===== Document segment
2.3 Homogeneous differential equation

  Differential Equations

A differential equation of the form $$\frac{{dy}}{{dx}} = \frac{{f(x,y)}}{{g(x,y)}}$$ where $f$ and $g$ are homogeneous functions of same degree in $x$ and $y$, is the homogeneous differential equation.

The solution of homogeneous differential equation can be find out by putting $y=vx$ or $x=vy$ in the given differential equation where $v$ is some unknown function.

This substitution is done to transform the given equation to a variable separable form and solution can be found out by separating the variables and then integrating it.

Question 7. Solve $$({x^2} - {y^2})dx + 2xydy = 0$$ Given that $y=1$ when $x=1$.

Solution: $$\frac{{dy}}{{dx}} = - \frac{{{x^2} - {y^2}}}{{2xy}}$$

Put $y=vx$, we get $$\frac{{dy}}{{dx}} = v + \frac{{dv}}{{dx}}$$$$\Rightarrow v + x\frac{{dv}}{{dx}} = - \frac{{1 - {v^2}}}{{2v}}$$$$\Rightarrow \int {\frac{{2v}}{{1 + {v^2}}}dv = - \int {\frac{{dx}}{x}} }$$$$\Rightarrow \ln (1 + {v^2}) = - \ln x + c $$

At $x=1$, $y=1$. Put in $y=vx$, we get $v=1$. Therefore, $$\ln (1 + {1^2}) = - \ln 1 + c$$$$c = \ln 2$$ $$\therefore \ln \left\{ {\left( {1 + \frac{{{y^2}}}{{{x^2}}}} \right) - x} \right\} = \ln 2$$$$\Rightarrow {x^2} + {y^2} = 2x$$
==========
* **Short task A**: Give the part of the records that opens with the line containing "Task: Could you identify the metal" and closes with the line containing "<point>430,104</point>" as a JSON list of strings, one string per line, with blank lines left out. Leave the pictures out of the list.
The text on homogeneous differential equations and the records come from separate, unrelated sources.
===== Data lines
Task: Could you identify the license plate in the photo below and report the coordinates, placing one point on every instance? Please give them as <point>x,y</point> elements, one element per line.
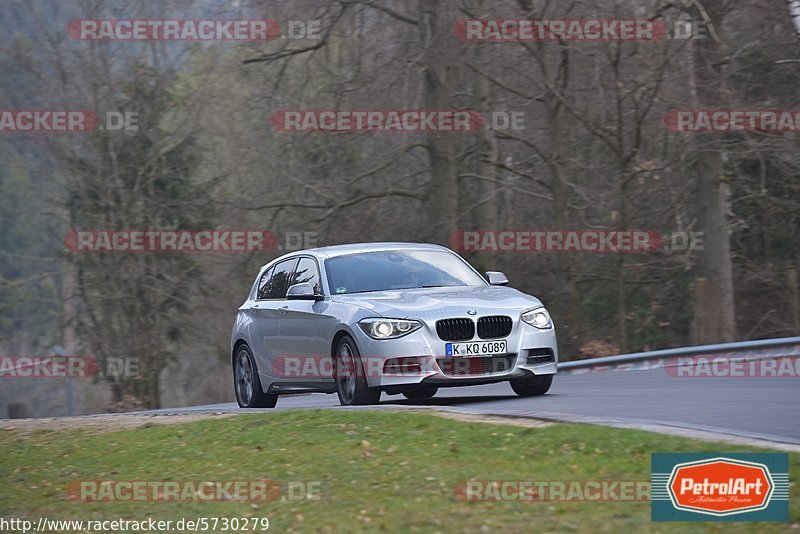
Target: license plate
<point>478,348</point>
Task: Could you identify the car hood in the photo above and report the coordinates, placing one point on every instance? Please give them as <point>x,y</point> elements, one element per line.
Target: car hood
<point>441,302</point>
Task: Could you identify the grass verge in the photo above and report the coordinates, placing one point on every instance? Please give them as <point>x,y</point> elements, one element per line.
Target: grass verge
<point>377,471</point>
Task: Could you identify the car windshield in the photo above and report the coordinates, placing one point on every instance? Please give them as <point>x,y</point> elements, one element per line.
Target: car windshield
<point>398,269</point>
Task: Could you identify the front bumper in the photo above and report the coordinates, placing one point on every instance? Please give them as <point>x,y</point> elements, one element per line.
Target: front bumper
<point>531,351</point>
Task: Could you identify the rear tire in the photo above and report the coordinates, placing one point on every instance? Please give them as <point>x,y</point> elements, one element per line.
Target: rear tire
<point>533,386</point>
<point>349,376</point>
<point>246,382</point>
<point>420,392</point>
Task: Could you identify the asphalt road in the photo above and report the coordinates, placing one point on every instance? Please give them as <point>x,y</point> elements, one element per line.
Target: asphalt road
<point>744,410</point>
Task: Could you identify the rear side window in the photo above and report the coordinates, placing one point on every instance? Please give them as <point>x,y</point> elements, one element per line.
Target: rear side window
<point>307,271</point>
<point>278,283</point>
<point>261,292</point>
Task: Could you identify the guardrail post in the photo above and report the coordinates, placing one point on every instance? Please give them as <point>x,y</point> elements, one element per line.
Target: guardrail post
<point>699,319</point>
<point>794,298</point>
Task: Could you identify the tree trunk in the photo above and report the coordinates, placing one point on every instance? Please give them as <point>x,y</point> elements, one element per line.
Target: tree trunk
<point>714,262</point>
<point>438,61</point>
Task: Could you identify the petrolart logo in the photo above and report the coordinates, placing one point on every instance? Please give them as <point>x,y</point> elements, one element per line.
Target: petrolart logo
<point>721,487</point>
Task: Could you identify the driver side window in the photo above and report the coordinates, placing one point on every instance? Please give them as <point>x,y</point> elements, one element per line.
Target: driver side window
<point>263,284</point>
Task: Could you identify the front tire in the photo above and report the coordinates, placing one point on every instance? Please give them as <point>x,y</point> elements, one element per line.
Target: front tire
<point>348,374</point>
<point>533,386</point>
<point>246,382</point>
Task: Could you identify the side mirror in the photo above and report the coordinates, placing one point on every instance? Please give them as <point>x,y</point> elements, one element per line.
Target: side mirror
<point>496,278</point>
<point>304,291</point>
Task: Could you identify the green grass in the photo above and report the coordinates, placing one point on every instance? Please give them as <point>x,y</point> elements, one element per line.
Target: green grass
<point>379,471</point>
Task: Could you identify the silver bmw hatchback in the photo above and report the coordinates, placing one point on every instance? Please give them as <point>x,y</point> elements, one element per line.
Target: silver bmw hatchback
<point>358,320</point>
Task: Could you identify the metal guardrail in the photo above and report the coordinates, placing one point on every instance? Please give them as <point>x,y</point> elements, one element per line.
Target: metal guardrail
<point>739,349</point>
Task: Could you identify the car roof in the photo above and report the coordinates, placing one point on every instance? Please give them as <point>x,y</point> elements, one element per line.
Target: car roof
<point>333,251</point>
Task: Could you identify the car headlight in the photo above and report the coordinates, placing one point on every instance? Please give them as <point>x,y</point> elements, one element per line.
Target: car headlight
<point>538,318</point>
<point>388,328</point>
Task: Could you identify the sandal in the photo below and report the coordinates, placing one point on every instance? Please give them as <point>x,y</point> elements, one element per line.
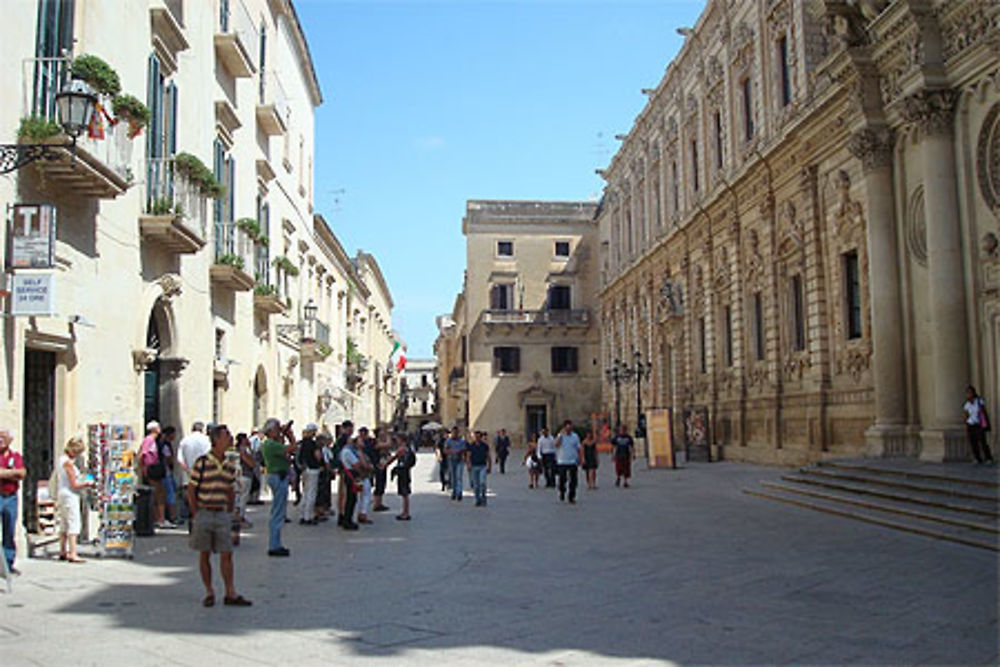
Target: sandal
<point>238,601</point>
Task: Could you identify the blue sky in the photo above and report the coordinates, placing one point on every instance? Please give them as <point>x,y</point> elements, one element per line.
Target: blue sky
<point>430,104</point>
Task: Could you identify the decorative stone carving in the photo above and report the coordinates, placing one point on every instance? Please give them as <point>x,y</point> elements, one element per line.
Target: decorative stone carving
<point>754,262</point>
<point>848,216</point>
<point>854,362</point>
<point>170,286</point>
<point>916,226</point>
<point>873,147</point>
<point>965,25</point>
<point>933,111</point>
<point>721,267</point>
<point>988,159</point>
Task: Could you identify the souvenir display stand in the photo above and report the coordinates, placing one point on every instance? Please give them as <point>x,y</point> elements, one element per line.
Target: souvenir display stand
<point>110,446</point>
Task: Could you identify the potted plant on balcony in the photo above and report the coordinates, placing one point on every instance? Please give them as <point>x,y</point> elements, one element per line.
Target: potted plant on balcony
<point>132,111</point>
<point>251,227</point>
<point>97,74</point>
<point>196,172</point>
<point>282,263</point>
<point>229,259</point>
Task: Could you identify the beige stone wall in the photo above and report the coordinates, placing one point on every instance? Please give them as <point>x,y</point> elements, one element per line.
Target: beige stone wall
<point>700,205</point>
<point>499,400</point>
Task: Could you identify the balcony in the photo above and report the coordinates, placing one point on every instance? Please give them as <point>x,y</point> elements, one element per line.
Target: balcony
<point>272,105</point>
<point>233,256</point>
<point>99,168</point>
<point>174,210</point>
<point>237,40</point>
<point>579,317</point>
<point>167,31</point>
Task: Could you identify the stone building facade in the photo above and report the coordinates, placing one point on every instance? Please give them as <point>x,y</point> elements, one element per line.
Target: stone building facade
<point>523,339</point>
<point>800,229</point>
<point>170,302</point>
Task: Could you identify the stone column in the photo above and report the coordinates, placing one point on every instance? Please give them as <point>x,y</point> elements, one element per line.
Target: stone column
<point>874,148</point>
<point>933,112</point>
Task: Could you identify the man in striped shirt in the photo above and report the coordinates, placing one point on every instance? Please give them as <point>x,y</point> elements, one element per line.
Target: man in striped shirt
<point>211,493</point>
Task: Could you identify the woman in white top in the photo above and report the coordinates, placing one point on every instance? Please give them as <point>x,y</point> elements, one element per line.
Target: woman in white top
<point>68,499</point>
<point>976,425</point>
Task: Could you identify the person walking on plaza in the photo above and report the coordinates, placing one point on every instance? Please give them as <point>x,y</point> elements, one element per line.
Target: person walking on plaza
<point>624,452</point>
<point>345,434</point>
<point>211,497</point>
<point>12,471</point>
<point>382,451</point>
<point>276,455</point>
<point>352,467</point>
<point>405,457</point>
<point>533,462</point>
<point>454,450</point>
<point>310,459</point>
<point>192,447</point>
<point>369,457</point>
<point>442,461</point>
<point>154,470</point>
<point>245,481</point>
<point>567,460</point>
<point>977,425</point>
<point>590,460</point>
<point>324,499</point>
<point>502,446</point>
<point>69,484</point>
<point>480,465</point>
<point>547,450</point>
<point>168,454</point>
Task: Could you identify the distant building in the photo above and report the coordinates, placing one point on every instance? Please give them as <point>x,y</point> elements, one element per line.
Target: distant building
<point>420,378</point>
<point>520,350</point>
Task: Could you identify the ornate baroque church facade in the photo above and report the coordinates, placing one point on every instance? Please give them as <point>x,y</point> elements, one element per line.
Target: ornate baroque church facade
<point>800,231</point>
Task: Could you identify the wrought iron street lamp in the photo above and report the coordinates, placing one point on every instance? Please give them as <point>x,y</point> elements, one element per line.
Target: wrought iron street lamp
<point>638,371</point>
<point>615,376</point>
<point>74,109</point>
<point>304,328</point>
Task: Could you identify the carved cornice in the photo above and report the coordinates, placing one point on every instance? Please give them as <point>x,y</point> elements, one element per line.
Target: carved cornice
<point>932,111</point>
<point>873,146</point>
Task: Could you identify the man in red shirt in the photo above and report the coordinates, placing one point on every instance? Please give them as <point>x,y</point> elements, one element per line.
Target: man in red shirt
<point>11,473</point>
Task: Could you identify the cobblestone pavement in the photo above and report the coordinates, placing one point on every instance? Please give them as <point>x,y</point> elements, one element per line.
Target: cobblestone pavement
<point>682,568</point>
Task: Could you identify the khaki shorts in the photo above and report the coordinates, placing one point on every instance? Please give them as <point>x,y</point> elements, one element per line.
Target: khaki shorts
<point>212,531</point>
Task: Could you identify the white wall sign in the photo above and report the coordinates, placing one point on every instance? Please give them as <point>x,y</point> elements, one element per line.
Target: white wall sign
<point>32,294</point>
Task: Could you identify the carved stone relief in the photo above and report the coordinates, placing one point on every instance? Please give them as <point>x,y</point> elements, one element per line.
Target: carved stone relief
<point>988,159</point>
<point>916,227</point>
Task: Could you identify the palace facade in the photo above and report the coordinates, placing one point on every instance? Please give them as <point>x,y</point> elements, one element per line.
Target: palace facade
<point>800,231</point>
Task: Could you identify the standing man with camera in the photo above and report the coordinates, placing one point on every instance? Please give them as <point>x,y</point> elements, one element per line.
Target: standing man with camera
<point>277,448</point>
<point>211,495</point>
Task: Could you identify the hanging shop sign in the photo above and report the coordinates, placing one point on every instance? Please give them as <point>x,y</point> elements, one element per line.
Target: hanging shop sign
<point>32,294</point>
<point>32,236</point>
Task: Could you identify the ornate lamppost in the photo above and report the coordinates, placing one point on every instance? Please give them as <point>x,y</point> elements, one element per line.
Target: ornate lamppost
<point>615,376</point>
<point>74,108</point>
<point>639,371</point>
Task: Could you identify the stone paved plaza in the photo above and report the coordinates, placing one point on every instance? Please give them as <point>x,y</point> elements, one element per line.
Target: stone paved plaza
<point>682,568</point>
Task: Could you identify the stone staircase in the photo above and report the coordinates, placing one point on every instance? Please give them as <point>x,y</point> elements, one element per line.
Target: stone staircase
<point>954,502</point>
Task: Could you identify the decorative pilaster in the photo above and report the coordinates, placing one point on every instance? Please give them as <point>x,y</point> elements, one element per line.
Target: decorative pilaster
<point>873,147</point>
<point>933,111</point>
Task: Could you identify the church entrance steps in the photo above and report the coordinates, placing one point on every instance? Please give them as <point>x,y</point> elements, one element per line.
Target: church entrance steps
<point>958,505</point>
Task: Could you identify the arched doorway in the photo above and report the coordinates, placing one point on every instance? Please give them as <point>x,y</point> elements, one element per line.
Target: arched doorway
<point>259,397</point>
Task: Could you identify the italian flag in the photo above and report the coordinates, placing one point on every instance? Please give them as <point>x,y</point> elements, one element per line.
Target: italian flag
<point>401,361</point>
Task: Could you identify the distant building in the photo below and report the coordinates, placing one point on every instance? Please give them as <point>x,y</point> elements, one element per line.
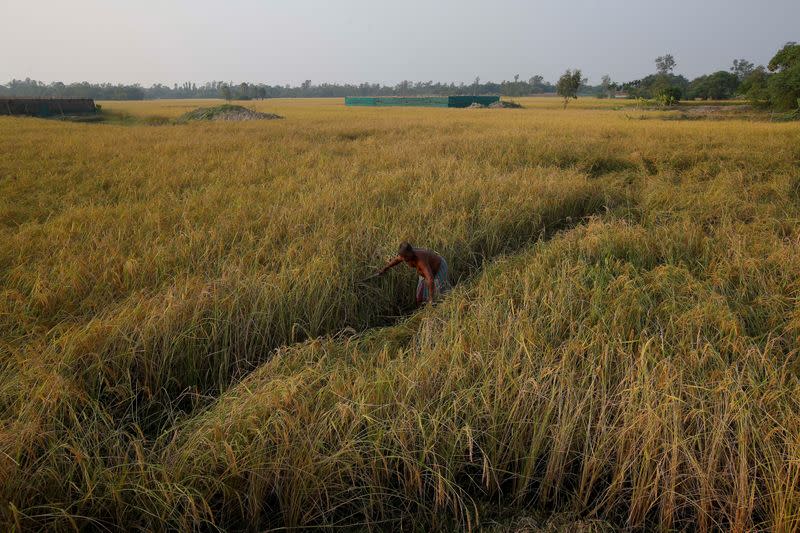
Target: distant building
<point>420,101</point>
<point>46,107</point>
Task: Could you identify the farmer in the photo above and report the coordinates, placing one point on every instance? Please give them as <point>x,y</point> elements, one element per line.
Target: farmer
<point>431,267</point>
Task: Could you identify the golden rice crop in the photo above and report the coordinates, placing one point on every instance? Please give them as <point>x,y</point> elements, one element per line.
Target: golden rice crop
<point>185,342</point>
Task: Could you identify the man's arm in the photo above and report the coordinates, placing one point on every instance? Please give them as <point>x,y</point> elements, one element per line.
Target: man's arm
<point>391,264</point>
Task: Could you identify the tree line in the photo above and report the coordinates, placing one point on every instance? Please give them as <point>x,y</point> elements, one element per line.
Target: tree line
<point>777,85</point>
<point>251,91</point>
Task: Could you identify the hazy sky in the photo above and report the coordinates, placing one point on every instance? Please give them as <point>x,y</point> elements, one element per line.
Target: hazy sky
<point>287,41</point>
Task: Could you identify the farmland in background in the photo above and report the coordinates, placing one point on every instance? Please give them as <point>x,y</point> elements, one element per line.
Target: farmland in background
<point>185,342</point>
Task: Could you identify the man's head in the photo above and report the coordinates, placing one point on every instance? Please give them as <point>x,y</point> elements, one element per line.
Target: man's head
<point>406,251</point>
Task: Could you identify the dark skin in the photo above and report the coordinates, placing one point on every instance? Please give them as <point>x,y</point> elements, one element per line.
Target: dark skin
<point>425,262</point>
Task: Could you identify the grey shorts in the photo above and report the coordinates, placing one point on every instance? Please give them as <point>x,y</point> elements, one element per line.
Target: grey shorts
<point>439,280</point>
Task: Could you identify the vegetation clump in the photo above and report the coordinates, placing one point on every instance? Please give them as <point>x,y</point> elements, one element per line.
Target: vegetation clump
<point>229,112</point>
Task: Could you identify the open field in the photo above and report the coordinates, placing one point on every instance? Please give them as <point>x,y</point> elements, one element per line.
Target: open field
<point>184,342</point>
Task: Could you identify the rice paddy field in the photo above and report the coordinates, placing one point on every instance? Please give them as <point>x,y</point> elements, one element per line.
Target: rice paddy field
<point>185,342</point>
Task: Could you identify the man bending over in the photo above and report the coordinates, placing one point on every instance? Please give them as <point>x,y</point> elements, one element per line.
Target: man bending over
<point>431,267</point>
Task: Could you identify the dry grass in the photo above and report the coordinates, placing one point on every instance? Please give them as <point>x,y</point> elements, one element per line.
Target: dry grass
<point>182,324</point>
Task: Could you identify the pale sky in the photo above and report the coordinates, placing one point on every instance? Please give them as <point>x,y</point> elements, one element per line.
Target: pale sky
<point>288,41</point>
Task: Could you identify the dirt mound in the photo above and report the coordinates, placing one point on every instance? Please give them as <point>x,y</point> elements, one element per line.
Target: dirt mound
<point>226,112</point>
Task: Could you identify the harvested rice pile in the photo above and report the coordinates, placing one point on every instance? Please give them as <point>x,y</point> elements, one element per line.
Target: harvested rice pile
<point>226,112</point>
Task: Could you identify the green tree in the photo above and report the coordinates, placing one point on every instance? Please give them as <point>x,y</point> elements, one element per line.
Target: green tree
<point>784,83</point>
<point>665,64</point>
<point>606,87</point>
<point>754,86</point>
<point>742,68</point>
<point>720,85</point>
<point>225,91</point>
<point>568,85</point>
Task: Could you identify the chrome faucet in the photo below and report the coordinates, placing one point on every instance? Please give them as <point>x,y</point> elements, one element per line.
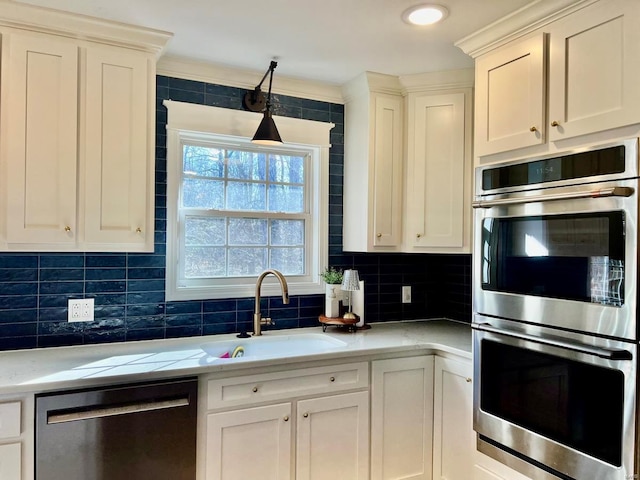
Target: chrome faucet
<point>258,321</point>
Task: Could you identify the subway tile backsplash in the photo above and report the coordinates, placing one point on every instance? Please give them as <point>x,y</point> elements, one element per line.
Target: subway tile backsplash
<point>129,288</point>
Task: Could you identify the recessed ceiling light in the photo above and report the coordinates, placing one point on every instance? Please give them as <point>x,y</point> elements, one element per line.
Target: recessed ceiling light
<point>424,14</point>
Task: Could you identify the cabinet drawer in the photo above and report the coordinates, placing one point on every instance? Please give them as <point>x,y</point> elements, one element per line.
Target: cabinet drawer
<point>229,392</point>
<point>9,420</point>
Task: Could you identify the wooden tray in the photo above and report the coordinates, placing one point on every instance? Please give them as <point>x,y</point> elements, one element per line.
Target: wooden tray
<point>348,323</point>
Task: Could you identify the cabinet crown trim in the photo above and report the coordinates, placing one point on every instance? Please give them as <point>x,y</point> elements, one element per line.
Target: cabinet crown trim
<point>438,81</point>
<point>82,27</point>
<point>371,82</point>
<point>517,24</point>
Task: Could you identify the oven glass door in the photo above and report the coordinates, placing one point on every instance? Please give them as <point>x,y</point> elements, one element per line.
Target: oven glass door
<point>563,399</point>
<point>577,256</point>
<point>573,403</point>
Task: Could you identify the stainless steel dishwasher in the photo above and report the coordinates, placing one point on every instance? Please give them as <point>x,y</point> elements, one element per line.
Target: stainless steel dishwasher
<point>128,432</point>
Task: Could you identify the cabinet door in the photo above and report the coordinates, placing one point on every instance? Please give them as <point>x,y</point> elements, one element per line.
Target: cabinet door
<point>486,468</point>
<point>510,97</point>
<point>436,171</point>
<point>453,436</point>
<point>333,438</point>
<point>118,167</point>
<point>249,443</point>
<point>401,418</point>
<point>594,69</point>
<point>40,118</point>
<point>386,194</point>
<point>10,461</point>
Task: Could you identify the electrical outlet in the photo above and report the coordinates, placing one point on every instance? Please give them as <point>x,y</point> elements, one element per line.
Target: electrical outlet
<point>406,294</point>
<point>80,310</point>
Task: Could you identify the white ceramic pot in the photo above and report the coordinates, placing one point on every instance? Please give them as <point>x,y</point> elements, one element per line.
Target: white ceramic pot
<point>333,295</point>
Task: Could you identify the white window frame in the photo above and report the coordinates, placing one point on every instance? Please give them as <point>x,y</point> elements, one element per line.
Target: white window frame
<point>192,123</point>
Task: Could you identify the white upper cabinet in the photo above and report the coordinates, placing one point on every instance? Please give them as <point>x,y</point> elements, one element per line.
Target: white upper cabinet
<point>39,141</point>
<point>594,69</point>
<point>408,163</point>
<point>77,122</point>
<point>439,168</point>
<point>118,165</point>
<point>588,93</point>
<point>510,102</point>
<point>373,164</point>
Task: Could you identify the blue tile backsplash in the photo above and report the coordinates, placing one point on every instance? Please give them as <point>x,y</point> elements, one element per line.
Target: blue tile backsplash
<point>129,288</point>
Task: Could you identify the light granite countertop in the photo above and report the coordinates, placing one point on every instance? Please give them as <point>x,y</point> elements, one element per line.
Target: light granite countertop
<point>46,369</point>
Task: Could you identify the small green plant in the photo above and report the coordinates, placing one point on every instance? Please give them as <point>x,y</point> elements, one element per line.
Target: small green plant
<point>332,276</point>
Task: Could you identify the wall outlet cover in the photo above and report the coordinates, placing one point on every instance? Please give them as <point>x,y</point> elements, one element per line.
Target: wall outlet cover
<point>406,294</point>
<point>80,310</point>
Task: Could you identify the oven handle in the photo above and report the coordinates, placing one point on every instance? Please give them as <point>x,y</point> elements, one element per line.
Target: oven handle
<point>598,352</point>
<point>604,192</point>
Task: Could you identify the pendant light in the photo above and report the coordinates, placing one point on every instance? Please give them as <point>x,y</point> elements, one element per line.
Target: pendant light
==========
* **Short task B**: Retype the part of the text on homogeneous differential equations that opens with the words "2.3 Homogeneous differential" and closes with "some unknown function.".

* **Exercise response A**:
[
  "Task: Could you identify the metal guardrail in the photo above and report the coordinates, placing one point on every instance? Please give them as <point>x,y</point> elements, one element per line.",
  "Target: metal guardrail",
  "<point>739,349</point>",
  "Task: Could you identify the car roof in the photo above and report the coordinates, placing one point on every instance? Please give them as <point>x,y</point> elements, one element per line.",
  "Target: car roof",
  "<point>333,251</point>",
  "Task: Could you identify the car headlight in the photo above and report the coordinates, placing one point on every instance? Please give them as <point>x,y</point> elements, one element per line.",
  "Target: car headlight",
  "<point>538,318</point>",
  "<point>388,328</point>",
  "Task: Could you identify the sandal in the photo below and report the coordinates, placing one point on every instance? Please give them as <point>x,y</point> elements, one element per line.",
  "Target: sandal",
  "<point>238,601</point>",
  "Task: Could you identify the blue sky in the photo above and report the coordinates, placing one point on every instance? Please give them as <point>x,y</point> elements, one element per line.",
  "Target: blue sky",
  "<point>430,104</point>"
]

* **Exercise response B**:
2.3 Homogeneous differential equation

  Differential Equations

A differential equation of the form $$\frac{{dy}}{{dx}} = \frac{{f(x,y)}}{{g(x,y)}}$$ where $f$ and $g$ are homogeneous functions of same degree in $x$ and $y$, is the homogeneous differential equation.

The solution of homogeneous differential equation can be find out by putting $y=vx$ or $x=vy$ in the given differential equation where $v$ is some unknown function.